• Page excerpt:

The name of Mieczyslaw Weinberg was virtually unknown in western Europe until his opera The Passenger, set partly in Auschwitz, was staged for the first time at the 2010 Bregenz Festival. Since then, championed by prominent musicians across the world, Weinberg has finally made it onto the musical map.
This prolific and powerful Polish Jewish composer left a vast legacy of music, including 22 symphonies, 17 string quartets, 40 film and animation scores, seven operas, copious miscellaneous instrumental and orchestral pieces, and more than 200 solo songs. Now the British bass-baritone Mark Glanville and the Israeli pianist Mark Verter are bringing a biographical selection of Weinberg’s songs to the Purcell Room, commemorating the composer’s centenary in 2019.
Glanville first came across Weinberg’s music while researching follow-ups to his highly successful Yiddish Winterreise (which he recorded for Naxos and toured widely). “I was invited to perform that at the Kennedy Center in Washington DC by the Jewish music organisation Pro Musica Hebraica,” he says. “They suggested I look at Jewish composers of the Holocaust era and sent me a lot of CDs. While I was listening to them, every time I heard a piece and thought ‘Wow, that’s great’, it was by Weinberg. This man really spoke to me — everything I heard, I just loved.
“To me there was a rule of thumb,” he continues. “We always want to be supportive of music of Jewish composers of that period who were ignored or suppressed – but I feel the fact that they suffered is not justification enough, on its own, for championing their works. The rule for me is that no matter how terrible the backstory, it’s got to be good music. And Weinberg was head and shoulders above everything else I was looking at. Music just poured out of him. I see him as a genius.”

• Exercise:
Answer these questions about the Weinberg article, one per line:
1. At which festival was The Passenger first staged?
2. How many string quartets did Weinberg write?
3. Which organization invited Glanville to perform at the Kennedy Center?
The lines after this point have no part in the work here.

• Given information:
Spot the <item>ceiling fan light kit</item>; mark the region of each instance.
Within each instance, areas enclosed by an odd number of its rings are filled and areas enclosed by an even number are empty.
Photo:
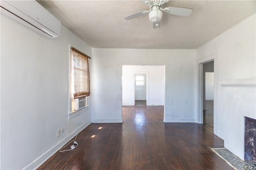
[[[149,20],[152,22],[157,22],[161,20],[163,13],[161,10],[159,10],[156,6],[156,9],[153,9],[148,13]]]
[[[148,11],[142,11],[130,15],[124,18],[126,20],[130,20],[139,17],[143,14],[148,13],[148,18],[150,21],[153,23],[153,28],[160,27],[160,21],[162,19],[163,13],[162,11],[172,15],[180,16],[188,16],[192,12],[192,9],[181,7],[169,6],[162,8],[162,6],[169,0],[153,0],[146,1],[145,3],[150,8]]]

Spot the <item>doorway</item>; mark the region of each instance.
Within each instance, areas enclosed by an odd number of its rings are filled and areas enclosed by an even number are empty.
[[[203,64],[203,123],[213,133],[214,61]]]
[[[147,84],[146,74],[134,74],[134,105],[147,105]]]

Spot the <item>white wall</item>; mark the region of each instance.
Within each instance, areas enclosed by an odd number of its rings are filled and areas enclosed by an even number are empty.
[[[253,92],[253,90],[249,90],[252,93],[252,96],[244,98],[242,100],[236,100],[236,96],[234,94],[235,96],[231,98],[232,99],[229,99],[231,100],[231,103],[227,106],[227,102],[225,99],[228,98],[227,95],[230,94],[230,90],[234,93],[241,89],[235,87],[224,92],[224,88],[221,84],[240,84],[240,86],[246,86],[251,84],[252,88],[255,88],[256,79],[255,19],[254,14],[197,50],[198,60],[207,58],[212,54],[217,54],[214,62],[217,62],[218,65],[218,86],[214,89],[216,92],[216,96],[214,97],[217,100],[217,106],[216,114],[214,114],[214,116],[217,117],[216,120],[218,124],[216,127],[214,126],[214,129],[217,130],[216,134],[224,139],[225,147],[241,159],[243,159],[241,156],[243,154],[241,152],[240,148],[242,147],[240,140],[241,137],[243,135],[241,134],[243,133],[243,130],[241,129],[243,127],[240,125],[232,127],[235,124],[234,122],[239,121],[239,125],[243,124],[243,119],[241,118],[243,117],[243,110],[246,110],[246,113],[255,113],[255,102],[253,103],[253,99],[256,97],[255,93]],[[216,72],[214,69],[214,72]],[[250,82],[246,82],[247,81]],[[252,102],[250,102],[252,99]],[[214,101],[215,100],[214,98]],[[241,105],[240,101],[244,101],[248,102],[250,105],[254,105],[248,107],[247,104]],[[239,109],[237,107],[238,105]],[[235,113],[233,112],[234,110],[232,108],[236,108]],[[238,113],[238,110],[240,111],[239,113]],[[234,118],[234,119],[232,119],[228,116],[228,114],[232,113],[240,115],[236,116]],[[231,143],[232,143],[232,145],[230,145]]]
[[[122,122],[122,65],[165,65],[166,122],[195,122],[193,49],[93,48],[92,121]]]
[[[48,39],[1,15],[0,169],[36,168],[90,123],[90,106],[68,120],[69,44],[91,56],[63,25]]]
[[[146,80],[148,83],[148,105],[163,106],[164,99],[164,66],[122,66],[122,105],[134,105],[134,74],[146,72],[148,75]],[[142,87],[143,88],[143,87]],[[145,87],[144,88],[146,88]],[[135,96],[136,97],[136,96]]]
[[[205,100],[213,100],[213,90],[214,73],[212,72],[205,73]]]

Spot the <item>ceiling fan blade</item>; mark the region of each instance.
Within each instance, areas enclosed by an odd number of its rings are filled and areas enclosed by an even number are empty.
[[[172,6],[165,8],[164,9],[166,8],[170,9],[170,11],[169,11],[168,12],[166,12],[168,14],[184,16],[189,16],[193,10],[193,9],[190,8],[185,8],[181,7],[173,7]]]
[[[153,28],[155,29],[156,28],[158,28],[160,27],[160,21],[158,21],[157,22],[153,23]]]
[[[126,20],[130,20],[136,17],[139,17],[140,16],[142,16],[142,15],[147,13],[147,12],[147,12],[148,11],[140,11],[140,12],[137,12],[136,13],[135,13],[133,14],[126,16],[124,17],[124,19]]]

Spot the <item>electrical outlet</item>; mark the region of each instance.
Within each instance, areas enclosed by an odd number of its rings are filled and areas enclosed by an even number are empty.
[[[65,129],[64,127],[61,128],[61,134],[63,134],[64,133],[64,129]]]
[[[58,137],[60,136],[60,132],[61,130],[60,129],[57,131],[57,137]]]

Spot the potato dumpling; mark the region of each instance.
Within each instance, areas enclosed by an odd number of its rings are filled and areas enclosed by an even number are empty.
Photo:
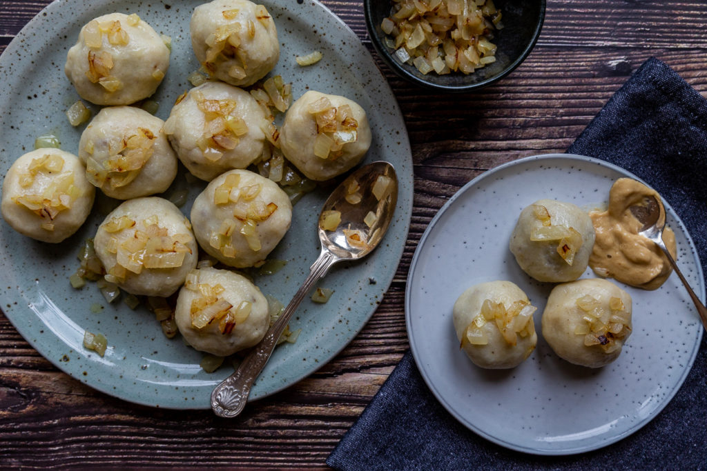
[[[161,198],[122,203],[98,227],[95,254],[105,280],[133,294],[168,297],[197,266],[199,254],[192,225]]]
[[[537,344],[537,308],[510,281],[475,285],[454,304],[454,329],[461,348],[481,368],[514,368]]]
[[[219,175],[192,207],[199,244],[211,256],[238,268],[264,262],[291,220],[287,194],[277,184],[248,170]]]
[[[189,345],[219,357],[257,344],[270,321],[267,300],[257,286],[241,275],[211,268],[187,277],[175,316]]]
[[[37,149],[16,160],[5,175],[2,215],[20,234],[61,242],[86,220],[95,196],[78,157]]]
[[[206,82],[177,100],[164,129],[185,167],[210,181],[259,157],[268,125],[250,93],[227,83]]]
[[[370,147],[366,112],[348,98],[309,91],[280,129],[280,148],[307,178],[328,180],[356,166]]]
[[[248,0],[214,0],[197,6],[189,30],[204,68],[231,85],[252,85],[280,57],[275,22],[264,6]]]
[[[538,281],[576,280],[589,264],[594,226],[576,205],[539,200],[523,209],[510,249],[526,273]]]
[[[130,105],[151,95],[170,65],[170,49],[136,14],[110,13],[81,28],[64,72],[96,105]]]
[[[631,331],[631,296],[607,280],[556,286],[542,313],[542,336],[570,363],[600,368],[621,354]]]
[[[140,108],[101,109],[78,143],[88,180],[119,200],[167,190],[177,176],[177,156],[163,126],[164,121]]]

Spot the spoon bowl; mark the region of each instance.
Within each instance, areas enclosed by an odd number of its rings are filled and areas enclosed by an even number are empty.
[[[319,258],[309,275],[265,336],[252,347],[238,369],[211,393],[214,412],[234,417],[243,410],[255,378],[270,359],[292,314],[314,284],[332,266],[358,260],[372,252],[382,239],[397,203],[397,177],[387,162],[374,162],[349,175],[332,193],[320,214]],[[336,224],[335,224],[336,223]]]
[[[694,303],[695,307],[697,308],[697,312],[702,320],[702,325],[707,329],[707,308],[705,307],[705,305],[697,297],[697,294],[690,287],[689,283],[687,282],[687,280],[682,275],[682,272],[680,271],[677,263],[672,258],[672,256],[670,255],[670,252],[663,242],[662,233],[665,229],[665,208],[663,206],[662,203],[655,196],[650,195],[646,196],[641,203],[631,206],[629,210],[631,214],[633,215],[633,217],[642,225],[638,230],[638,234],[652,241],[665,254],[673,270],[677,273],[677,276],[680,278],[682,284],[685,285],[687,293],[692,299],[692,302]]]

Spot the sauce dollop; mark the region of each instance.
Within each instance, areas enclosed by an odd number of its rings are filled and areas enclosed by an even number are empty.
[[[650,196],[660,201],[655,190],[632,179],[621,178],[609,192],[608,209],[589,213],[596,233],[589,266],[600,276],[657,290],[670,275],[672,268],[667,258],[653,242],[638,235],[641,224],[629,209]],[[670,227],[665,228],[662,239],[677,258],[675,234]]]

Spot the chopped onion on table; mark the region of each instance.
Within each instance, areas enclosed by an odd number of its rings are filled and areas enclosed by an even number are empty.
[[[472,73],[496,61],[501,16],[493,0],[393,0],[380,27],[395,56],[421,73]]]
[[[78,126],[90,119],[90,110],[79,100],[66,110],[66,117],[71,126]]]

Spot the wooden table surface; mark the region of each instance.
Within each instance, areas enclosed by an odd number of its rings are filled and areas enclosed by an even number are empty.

• Task result:
1. The 2010 Bregenz Festival
2. 17
3. Pro Musica Hebraica